⟨
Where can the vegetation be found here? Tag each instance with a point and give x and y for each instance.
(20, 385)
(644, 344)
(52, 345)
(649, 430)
⟩
What you need to do :: The reply is to be an exact copy of the listing.

Worked solution ::
Where can the vegetation be found here? Tag each instance with a point and give x and y for each instance.
(20, 385)
(644, 344)
(52, 345)
(649, 430)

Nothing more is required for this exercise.